Dataset listing of object locations:
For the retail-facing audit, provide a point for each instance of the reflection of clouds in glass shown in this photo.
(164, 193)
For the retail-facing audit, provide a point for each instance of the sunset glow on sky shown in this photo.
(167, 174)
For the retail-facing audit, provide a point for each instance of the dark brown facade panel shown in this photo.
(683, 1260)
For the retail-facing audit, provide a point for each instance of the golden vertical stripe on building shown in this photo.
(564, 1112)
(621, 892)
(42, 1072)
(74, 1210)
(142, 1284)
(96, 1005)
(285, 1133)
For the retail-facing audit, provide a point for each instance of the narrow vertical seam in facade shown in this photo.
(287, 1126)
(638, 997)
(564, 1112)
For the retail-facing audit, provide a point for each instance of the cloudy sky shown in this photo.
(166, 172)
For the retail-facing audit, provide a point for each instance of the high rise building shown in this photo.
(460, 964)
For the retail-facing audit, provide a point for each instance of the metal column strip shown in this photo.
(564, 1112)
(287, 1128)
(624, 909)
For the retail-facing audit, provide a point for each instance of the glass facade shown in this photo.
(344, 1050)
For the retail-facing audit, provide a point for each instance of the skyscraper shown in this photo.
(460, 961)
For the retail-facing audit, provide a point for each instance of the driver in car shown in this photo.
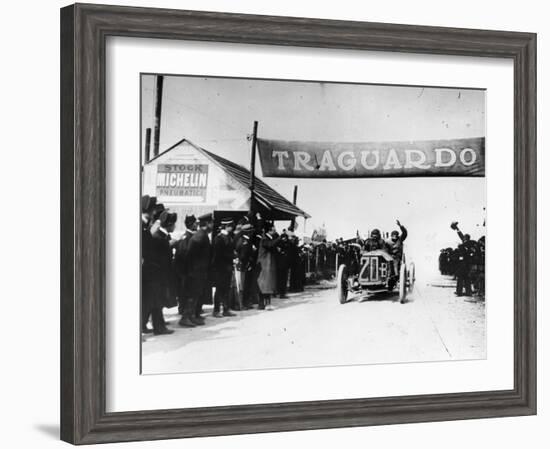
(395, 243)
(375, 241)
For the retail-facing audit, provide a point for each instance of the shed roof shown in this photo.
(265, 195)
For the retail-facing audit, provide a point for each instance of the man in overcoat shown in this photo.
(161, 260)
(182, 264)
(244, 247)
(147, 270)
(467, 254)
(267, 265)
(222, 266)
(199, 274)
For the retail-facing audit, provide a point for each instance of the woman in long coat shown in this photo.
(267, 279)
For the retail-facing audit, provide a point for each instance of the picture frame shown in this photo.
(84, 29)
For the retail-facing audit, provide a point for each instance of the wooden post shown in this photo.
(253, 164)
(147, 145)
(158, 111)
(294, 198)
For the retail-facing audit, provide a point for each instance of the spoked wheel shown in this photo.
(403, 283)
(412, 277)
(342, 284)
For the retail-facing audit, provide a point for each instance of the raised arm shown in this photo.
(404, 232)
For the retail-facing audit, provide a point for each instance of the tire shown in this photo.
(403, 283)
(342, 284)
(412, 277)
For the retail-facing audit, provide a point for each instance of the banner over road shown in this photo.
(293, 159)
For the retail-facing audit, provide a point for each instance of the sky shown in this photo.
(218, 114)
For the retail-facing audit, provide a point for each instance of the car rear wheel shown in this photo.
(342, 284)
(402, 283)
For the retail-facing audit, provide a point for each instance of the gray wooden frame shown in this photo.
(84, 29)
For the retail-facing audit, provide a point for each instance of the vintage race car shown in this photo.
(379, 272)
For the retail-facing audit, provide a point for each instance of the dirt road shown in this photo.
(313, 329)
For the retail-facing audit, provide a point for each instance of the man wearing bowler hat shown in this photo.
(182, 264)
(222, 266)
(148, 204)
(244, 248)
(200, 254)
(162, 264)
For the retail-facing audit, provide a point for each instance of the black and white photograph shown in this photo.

### WHAT THIS TASK INVOLVES
Rewrite the listing from the line holding "dirt road shown in this photo." through its end, both included, putting "store review" wherever "retail-facing audit" appears and changing nothing else.

### COMPLETED EXERCISE
For the store review, provide a point for each instance of the dirt road shown in this photo.
(313, 329)
For the store review, provide a point for each instance of the man wearing bowler hat shown in this photo.
(182, 264)
(222, 266)
(148, 204)
(244, 248)
(200, 254)
(162, 264)
For the store review, provide a point for each instance of the black and white photograph shown in this photo.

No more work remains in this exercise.